▶ Instructions
- a) According to the Erdenes Tavan Tolgoi interview, in what month and year did preparatory work for the IPO begin?
- b) Condense the paragraph of the Erdenes Tavan Tolgoi interview that opens with "Our company was founded" into a short bulleted list that keeps its main facts.
- c) Reproduce the part of the Erdenes Tavan Tolgoi interview starting at "B.Enebish, Chief Executive" and ending at "almost a year?", substituting "share offering" for every instance of "IPO".

B.Enebish, Chief Executive Officer of Erdenes Tavan Tolgoi LLC, tells S.Bold-Erdene why the company’s much-anticipated IPO has been delayed and how it may all turn out to be more beneficial.

What has led to the IPO of Erdenes Tavan Tolgoi LLC being delayed for almost a year?
Our company was founded to operate the Tavan Tolgoi coal mine after Parliament had decreed the general guidelines. Now the mine is operating actively and the volume of coal both extracted and exported has increased. Apart from the regular operation of the mine, we have government instructions to trade the company’s stocks on national and international stock exchanges. To that end, we started preparatory work for the IPO in cooperation with advisers of the project and investment banks in June, 2011. We accomplished a great deal of work in six months. The prospectus or the main document to be submitted to a stock exchange was 80 per cent ready, but by the end of December, several developments forced us to delay the IPO.

▶ Data block
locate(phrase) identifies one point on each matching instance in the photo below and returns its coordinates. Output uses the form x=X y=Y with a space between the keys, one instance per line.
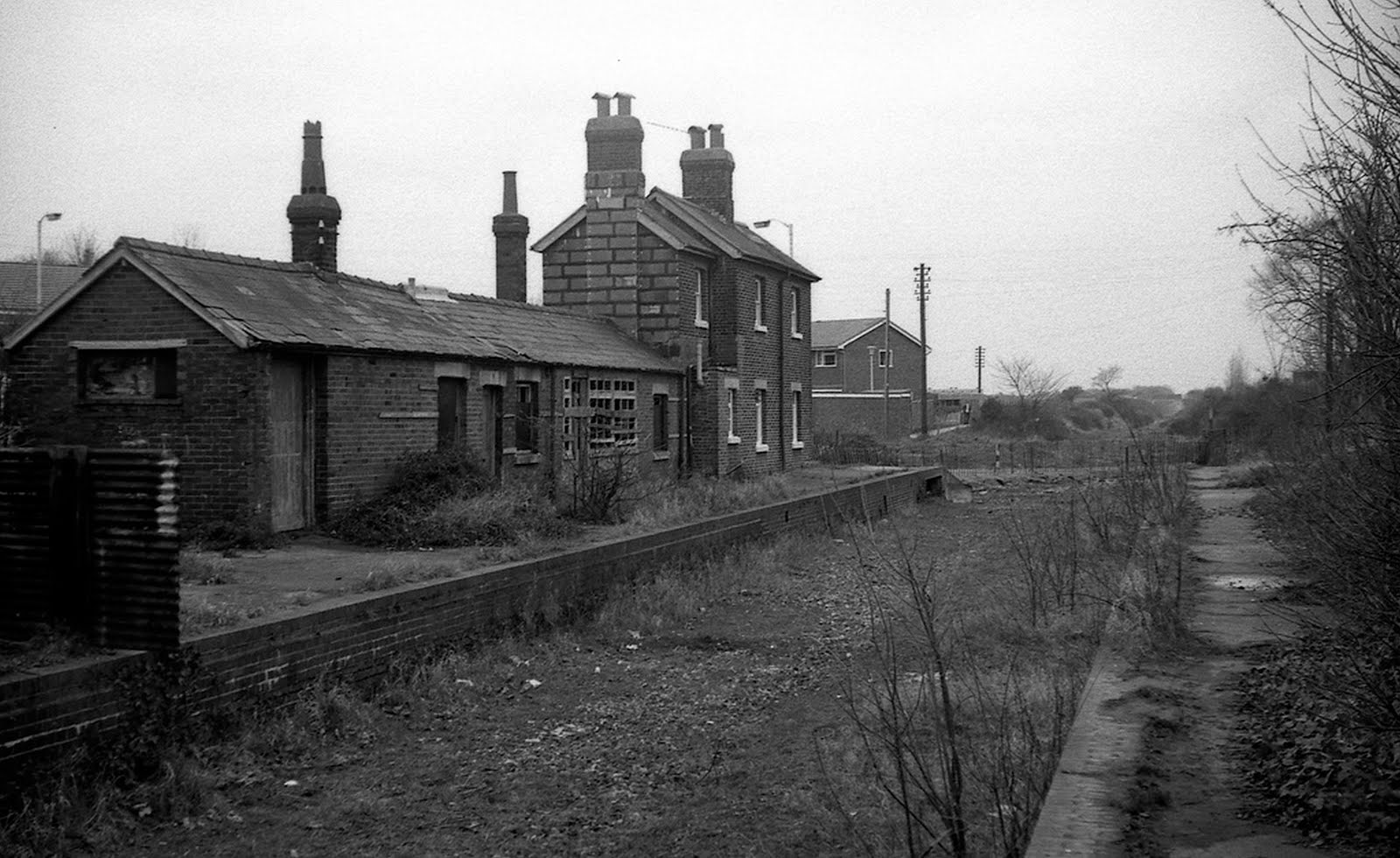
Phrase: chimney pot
x=508 y=200
x=510 y=228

▶ Answers
- a) June 2011.

- b)
- The company was founded to operate the Tavan Tolgoi coal mine under general guidelines decreed by Parliament.
- The mine is now operating actively, and both coal extraction and exports have increased.
- The government has instructed the company to trade its stocks on national and international stock exchanges.
- IPO preparations began in June 2011 with project advisers and investment banks.
- Within six months, the prospectus was 80 per cent ready.
- By the end of December, several developments forced the IPO to be delayed.

- c)
B.Enebish, Chief Executive Officer of Erdenes Tavan Tolgoi LLC, tells S.Bold-Erdene why the company’s much-anticipated share offering has been delayed and how it may all turn out to be more beneficial.

What has led to the share offering of Erdenes Tavan Tolgoi LLC being delayed for almost a year?